- OBJECTIVE -
Copy out every line of the listing below verbatim, from the first line to the last.

(Stored items)
--- start ---
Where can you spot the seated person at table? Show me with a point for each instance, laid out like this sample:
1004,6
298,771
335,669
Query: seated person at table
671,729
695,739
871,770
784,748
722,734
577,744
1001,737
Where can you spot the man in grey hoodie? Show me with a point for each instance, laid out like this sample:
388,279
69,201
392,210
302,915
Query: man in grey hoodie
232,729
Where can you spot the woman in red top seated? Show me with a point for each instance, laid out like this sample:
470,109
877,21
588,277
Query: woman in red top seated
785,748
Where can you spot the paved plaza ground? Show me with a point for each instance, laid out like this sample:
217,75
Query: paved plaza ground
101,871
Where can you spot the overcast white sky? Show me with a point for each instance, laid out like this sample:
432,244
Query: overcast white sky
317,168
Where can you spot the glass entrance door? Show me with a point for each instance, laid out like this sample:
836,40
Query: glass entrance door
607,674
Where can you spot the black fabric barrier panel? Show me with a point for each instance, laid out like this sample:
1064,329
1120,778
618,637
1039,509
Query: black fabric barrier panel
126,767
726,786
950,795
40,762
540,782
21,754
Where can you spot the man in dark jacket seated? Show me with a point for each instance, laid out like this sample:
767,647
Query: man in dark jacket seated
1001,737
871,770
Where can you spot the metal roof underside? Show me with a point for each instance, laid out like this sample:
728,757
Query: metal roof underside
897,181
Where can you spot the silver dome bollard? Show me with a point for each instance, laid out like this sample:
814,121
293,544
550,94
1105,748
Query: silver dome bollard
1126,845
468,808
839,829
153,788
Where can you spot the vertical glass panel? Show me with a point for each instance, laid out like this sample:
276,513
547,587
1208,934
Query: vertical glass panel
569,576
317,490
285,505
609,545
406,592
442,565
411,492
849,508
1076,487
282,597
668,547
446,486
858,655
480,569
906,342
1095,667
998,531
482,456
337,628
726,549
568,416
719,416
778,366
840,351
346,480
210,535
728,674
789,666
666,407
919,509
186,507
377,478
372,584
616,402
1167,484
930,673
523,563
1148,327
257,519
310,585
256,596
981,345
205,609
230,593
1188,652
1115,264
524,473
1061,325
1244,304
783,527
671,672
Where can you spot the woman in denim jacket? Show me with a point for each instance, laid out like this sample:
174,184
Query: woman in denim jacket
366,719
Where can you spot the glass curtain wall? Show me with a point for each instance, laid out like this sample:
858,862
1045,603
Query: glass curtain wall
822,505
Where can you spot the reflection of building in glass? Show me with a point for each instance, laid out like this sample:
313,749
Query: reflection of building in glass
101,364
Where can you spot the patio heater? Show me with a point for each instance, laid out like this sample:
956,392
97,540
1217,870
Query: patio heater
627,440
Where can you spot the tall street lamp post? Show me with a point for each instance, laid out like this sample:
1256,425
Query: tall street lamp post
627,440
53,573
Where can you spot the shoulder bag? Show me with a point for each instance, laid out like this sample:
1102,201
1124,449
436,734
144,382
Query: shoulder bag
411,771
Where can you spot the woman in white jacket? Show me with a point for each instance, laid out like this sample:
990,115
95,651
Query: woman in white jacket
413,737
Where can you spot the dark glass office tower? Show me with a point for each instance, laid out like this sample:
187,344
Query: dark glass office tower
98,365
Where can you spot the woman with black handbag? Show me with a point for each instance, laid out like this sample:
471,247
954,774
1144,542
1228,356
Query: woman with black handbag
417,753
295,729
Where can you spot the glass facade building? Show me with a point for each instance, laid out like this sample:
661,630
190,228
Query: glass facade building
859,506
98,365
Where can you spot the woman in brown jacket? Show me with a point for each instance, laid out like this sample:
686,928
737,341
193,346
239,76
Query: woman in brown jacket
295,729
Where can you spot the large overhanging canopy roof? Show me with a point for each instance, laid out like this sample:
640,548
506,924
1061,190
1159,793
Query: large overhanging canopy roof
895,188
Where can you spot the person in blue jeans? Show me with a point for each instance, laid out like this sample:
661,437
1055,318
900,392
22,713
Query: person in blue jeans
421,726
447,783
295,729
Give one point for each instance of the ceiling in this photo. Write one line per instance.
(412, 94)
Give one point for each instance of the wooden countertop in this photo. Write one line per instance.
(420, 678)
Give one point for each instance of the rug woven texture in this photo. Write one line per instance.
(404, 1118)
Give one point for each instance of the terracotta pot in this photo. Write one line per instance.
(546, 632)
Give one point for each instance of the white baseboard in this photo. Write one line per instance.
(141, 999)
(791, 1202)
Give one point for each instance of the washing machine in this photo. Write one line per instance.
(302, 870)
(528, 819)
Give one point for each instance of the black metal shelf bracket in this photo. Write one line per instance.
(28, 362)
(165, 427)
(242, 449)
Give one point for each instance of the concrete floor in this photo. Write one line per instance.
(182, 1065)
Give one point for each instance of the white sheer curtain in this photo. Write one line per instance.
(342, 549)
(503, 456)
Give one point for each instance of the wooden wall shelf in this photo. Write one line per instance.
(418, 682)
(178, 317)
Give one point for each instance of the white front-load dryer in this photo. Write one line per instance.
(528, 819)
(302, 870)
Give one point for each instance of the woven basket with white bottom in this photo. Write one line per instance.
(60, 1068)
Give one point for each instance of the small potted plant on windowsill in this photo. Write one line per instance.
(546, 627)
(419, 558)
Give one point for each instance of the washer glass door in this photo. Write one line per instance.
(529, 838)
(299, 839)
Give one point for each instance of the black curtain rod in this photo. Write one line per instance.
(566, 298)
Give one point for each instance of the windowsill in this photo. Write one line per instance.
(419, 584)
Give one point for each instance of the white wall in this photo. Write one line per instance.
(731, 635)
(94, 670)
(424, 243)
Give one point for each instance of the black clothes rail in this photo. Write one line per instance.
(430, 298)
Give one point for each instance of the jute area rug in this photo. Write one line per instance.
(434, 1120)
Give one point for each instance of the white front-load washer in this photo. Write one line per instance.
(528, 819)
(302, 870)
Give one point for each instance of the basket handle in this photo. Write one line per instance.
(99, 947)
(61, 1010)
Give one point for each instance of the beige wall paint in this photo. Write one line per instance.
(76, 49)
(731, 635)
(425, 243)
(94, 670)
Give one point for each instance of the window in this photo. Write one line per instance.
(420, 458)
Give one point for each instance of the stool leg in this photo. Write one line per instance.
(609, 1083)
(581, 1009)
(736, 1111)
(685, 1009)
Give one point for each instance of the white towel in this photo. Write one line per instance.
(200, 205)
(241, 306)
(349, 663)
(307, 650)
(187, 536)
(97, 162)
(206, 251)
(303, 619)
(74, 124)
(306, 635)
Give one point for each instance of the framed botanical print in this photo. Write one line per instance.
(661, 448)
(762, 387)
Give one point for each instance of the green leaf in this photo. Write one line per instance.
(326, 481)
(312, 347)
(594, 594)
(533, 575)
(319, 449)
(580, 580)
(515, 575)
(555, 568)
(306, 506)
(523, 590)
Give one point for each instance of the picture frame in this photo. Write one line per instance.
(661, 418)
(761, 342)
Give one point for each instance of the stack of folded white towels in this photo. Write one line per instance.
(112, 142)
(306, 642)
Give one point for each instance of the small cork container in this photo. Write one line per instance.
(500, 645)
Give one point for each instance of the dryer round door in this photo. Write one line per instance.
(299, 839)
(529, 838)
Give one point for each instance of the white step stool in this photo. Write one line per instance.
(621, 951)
--- end ---
- ANSWER TO THIS EXERCISE -
Where can you spot the seated person at table? Show me with a point for each instance, laid out like this sample:
1004,6
298,771
335,669
Query: seated person at table
671,729
695,739
871,770
784,748
722,734
577,744
1001,737
Where can you spot the man in grey hoodie? Show me with a point for each instance, laid out like this sample:
388,279
69,201
392,210
302,915
Query: man in grey hoodie
232,729
Where can you spot the woman in red top seated? Show me with a point for each instance, laid out like this sample:
470,109
877,21
588,277
Query: woman in red top seated
785,748
Where can you spot the paved plaza ground? Show me with a point for each instance, laid out like this sample:
217,75
Query: paved plaza ground
101,871
Where can you spot the overcast white sky? Show me with a point for each instance, laid out like this sample:
432,244
Query: overcast white sky
317,168
Where can you spot the glass entrance door? Show me with a point for each instance, laid out like this sample:
836,40
Query: glass entrance door
607,674
Where can you spot the black fabric barrier panel? Show me with a point for each instance, laid out like this sample:
1064,329
1120,778
618,637
1039,509
Query: black fabric barrier panel
126,767
726,786
950,795
40,762
540,782
21,754
Where can you spot the man in dark jacket seated? Show me with a point for each instance, laid out like this sample:
767,647
Query: man in dark jacket seated
1001,737
871,770
Where can you spot the metal roof underside? Show me with a point for each instance, laid out like this sample:
728,757
Query: metal roof underside
897,181
Where can you spot the silver dome bollard? Show me with a point for each instance, laid out like this sample:
814,121
293,544
550,94
1105,748
Query: silver dome bollard
1126,845
468,808
839,829
153,788
Where can you spot the vertical glass panel? Show me with a point for each instance, laid out like this sample:
276,513
547,587
1208,934
Query: vertical glass panel
569,576
317,490
285,505
609,545
406,592
442,565
411,492
849,508
1076,487
282,597
668,547
446,486
858,655
480,569
906,342
1095,667
998,531
482,456
337,628
726,549
568,416
719,416
778,366
840,351
346,480
210,535
728,674
789,666
666,407
919,509
186,507
377,478
372,584
616,402
1167,484
930,673
523,563
1148,327
257,519
310,585
256,596
981,345
205,609
230,593
1188,652
1115,264
524,473
1061,325
1244,304
783,527
671,672
Where can you spot the woman in denim jacket? Show me with a point for each instance, laid out like this sample:
174,184
Query: woman in denim jacket
366,719
Where can you spot the glass curtain wall? Show me with a point for each instance, laid out like this sample:
858,862
1045,603
Query: glass curtain wall
822,505
Where can you spot the reflection of building in glass? Show me with a point for each instance, laid out like this sample:
313,749
Query: reflection of building in glass
101,364
Where can you spot the patio heater? Show me with a point for each instance, laid out like this sample:
956,392
97,540
1217,870
Query: patio heater
627,440
Where can you spot the tall street lamp post? Show me with a point for each instance, laid out like this sample:
1256,425
Query: tall street lamp post
627,440
53,573
Where can you spot the shoulder bag? Show me with a point for each instance, laid out like this sample:
1102,201
1124,449
436,734
144,382
Query: shoulder bag
411,771
Where can you spot the woman in white jacket? Show me with a point for each instance, laid out like this sample:
990,115
95,651
Query: woman in white jacket
413,737
Where can you spot the dark glass office tower? Show me with a point for each instance, laid out like this sample:
187,344
Query: dark glass office tower
98,365
Where can you spot the woman with black handbag? Show me with a point for each instance, laid out like this sample:
471,247
954,774
1144,542
1228,356
Query: woman with black handbag
417,753
295,729
Where can you spot the glass facade building? Show me with a point for each instance, laid out like this sample:
661,630
190,228
Query: glass facade building
859,506
98,365
Where can you spot the woman in brown jacket? Show me with a point for each instance, laid out like this sample:
686,928
737,341
193,346
239,76
Query: woman in brown jacket
295,729
Where can you spot the large overhanging canopy roof? Show me with a point for each instance, laid out like this sample:
640,548
506,924
1061,190
1159,793
Query: large overhanging canopy roof
895,188
Where can you spot the person in blue jeans? Show me with a point for each instance, laid out like this sample:
661,437
1055,318
900,392
22,713
Query: person in blue jeans
421,726
447,783
295,729
Give one point for each instance of the ceiling in this photo. Write one line per instance.
(412, 94)
Give one point for each instance of the wooden countertop in this photo. Write one line per instance.
(420, 678)
Give one point for each instance of the rug woven texture in this photo. Write one line per instance.
(404, 1118)
Give one point for each instance of the terracotta pot in this photo. Write one line per instance.
(546, 632)
Give one point for each instance of the white baseboard in this photo. Write one line per instance.
(141, 999)
(791, 1202)
Give one point for each instance of the washing machine in this photo. Write one line per instance.
(302, 870)
(528, 819)
Give one point for each instance of the black metal shelf bracket in this photo. Write one line per instance.
(28, 362)
(165, 427)
(242, 449)
Give one point for each instance of the concrete floor in this photo. Write one line per instance.
(182, 1065)
Give one point for each instance of the white sheer curtain in this photo. Write one line per instance.
(342, 549)
(503, 456)
Give one point for each instance of the wooden wall shelf in this photo. Write one line per instance.
(418, 682)
(178, 317)
Give one point for each instance of the white front-load dryer in this photo. Write one line per instance.
(528, 819)
(302, 870)
Give one point for each instance of the woven basket with white bottom in this photo. Write one line per instance.
(60, 1068)
Give one point for each instance of the small potted plant on windowsill in this photo. Write one line per instance.
(546, 627)
(419, 558)
Give one point for each instance of the washer glass door in this photo. Write one line per instance.
(529, 838)
(299, 839)
Give one point for each instance of the black curtain rod in this photo. Write one line per instance.
(566, 298)
Give one point for each instance of the windowsill in this photo. Write one line per instance.
(419, 584)
Give one point for each instance of the white wall in this photo. Write one line per instance.
(731, 635)
(94, 670)
(424, 243)
Give one point for each instance of the black clothes rail in this photo. Write one line per instance.
(430, 298)
Give one point for each instance of the jute area rug in this photo. Write one line per instance.
(434, 1120)
Give one point for each instance of the white front-load washer in this photo. Write one line per instance.
(528, 819)
(302, 870)
Give one point for each instance of the basket handle in this photo. Write one line per instance.
(99, 947)
(61, 1010)
Give one point for each instance of the beige wall paint in this photo. Write one line per instance.
(76, 49)
(731, 635)
(425, 243)
(94, 670)
Give one point for each instance of the window in this photo. Write one line per instance.
(420, 458)
Give one point for each instance of the stool leg in this photo. Write one line per instance.
(609, 1083)
(581, 1009)
(736, 1111)
(685, 1009)
Give one point for each instance of the white towel in this photo. Write one line per instance.
(200, 205)
(241, 306)
(349, 663)
(307, 650)
(187, 536)
(97, 162)
(206, 251)
(303, 619)
(74, 124)
(306, 635)
Give one point for each instance of the framed botanical print in this photo. Write one line per instance.
(661, 448)
(762, 387)
Give one point for each instance of the green leaf in this photo. Write one line per instance.
(326, 481)
(312, 347)
(594, 594)
(533, 575)
(319, 449)
(580, 580)
(515, 575)
(555, 568)
(306, 506)
(523, 590)
Give one point for each instance of the picture frame in this photo. Write one line per instance.
(661, 418)
(761, 342)
Give one point for each instance of the stack of folded white towels in this photo. Write one line per instance.
(112, 142)
(306, 642)
Give one point for each instance of the small cork container in this photo. Write one line per instance.
(500, 645)
Give one point for each instance of the dryer round door in this photo. Write one line per instance.
(299, 839)
(529, 838)
Give one point for each instance of the white step stool in this photo. Write one line per instance.
(621, 951)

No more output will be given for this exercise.